Exercise aim
Update the part of the data that opens with the line containing "find the wrinkled" and closes at the end of the data, replacing "white flatbread" with "plain flatbread" and keeping everything else unchanged.
________________________
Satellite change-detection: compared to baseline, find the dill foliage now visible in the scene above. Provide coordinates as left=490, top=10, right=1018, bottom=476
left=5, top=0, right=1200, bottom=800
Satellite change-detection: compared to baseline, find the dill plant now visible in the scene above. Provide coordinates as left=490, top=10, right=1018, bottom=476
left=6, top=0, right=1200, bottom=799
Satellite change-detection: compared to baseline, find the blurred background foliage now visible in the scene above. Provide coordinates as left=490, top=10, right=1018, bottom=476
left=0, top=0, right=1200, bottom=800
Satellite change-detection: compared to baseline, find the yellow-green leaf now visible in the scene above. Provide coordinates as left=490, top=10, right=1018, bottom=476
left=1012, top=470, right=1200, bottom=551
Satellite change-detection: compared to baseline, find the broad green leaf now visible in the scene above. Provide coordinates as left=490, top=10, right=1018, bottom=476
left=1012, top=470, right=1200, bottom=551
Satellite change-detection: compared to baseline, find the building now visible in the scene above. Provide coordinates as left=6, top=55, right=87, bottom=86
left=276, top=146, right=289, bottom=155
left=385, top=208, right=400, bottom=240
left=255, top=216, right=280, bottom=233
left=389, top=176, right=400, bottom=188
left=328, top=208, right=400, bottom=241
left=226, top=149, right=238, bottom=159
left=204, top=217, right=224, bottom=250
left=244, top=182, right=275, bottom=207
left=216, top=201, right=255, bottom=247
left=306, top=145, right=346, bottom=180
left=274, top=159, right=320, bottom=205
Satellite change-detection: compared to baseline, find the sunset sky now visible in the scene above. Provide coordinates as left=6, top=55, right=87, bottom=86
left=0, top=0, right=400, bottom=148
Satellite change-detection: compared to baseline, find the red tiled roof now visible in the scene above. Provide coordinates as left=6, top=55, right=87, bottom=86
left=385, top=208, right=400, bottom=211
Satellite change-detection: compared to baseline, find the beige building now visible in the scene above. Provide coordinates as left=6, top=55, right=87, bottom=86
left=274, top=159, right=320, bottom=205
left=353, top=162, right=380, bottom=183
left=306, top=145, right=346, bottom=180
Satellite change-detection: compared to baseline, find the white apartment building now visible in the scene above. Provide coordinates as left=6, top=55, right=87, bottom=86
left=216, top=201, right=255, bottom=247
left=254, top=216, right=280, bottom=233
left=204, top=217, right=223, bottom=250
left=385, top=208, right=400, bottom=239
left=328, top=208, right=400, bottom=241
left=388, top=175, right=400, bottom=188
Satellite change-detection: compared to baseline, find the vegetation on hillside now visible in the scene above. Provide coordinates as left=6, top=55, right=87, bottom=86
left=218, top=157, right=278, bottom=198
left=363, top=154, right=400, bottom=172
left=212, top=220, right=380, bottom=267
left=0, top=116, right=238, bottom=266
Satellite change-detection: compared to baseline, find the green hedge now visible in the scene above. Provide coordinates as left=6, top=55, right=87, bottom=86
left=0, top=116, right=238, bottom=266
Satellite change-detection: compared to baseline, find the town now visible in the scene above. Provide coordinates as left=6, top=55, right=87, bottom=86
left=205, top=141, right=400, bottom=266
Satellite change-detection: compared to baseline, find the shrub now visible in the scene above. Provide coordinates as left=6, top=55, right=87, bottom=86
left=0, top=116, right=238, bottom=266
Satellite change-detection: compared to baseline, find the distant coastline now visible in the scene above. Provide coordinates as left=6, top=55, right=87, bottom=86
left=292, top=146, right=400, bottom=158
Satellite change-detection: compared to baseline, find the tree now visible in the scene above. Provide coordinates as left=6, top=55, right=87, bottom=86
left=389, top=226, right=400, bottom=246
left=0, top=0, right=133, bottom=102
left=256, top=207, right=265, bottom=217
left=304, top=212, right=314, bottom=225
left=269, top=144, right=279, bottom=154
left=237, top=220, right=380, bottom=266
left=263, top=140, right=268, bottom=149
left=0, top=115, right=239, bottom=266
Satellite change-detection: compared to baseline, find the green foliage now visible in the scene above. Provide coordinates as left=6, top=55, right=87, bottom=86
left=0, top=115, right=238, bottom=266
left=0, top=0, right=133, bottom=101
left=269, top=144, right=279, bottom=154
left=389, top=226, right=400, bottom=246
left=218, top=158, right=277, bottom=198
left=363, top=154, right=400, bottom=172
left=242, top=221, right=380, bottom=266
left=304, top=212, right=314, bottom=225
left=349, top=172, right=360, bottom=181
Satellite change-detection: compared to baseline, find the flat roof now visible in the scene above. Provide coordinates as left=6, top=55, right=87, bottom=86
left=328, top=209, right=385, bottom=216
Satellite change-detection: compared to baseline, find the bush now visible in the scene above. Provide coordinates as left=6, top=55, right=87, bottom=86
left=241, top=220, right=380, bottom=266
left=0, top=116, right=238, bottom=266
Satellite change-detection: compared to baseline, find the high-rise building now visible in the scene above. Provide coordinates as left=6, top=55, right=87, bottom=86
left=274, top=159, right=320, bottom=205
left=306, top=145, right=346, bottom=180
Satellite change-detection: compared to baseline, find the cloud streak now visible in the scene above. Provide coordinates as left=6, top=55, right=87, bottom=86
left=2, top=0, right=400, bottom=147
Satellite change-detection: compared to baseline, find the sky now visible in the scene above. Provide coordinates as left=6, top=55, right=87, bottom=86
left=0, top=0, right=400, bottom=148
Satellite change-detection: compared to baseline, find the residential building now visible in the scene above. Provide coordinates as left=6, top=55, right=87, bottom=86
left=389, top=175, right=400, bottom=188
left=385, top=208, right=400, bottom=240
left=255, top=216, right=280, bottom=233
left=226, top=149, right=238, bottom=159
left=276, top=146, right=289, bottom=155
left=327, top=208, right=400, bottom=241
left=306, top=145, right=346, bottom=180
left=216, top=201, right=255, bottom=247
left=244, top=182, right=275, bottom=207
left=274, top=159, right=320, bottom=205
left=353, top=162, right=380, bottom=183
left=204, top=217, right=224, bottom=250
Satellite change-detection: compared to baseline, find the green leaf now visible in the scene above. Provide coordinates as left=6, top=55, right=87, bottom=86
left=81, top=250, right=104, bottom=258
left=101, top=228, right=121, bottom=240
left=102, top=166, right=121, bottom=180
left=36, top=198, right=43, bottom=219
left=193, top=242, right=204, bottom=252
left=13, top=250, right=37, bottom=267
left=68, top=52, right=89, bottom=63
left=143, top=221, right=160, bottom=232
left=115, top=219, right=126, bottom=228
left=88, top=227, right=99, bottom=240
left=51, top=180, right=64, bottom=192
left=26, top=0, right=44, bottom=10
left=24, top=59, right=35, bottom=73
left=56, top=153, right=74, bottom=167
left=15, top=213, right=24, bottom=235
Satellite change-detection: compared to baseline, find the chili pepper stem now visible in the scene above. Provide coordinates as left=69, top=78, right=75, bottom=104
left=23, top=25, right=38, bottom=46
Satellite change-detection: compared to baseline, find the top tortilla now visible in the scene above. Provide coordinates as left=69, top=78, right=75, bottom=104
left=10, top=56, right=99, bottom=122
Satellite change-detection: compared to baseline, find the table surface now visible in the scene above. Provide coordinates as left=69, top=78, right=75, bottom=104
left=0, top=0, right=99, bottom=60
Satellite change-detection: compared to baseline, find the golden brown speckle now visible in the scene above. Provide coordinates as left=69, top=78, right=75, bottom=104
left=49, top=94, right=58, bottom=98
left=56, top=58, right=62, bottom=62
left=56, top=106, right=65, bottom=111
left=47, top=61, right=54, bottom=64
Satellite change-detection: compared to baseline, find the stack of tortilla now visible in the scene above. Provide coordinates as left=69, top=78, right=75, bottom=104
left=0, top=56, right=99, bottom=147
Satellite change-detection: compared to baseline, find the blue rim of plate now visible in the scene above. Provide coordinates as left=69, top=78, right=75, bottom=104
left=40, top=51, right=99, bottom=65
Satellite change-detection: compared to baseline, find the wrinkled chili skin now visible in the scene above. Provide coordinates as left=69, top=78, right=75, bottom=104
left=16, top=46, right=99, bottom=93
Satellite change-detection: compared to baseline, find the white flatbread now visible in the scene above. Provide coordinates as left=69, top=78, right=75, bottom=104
________________________
Exercise output
Satellite change-detection: compared to baseline, find the wrinkled chili skin now visible in the scene above. Provide coordinates as left=69, top=78, right=75, bottom=104
left=16, top=46, right=99, bottom=93
Satellite change-detection: compared to baseline, find the plain flatbread now visible in the scene above. Provide coordinates as left=69, top=78, right=75, bottom=104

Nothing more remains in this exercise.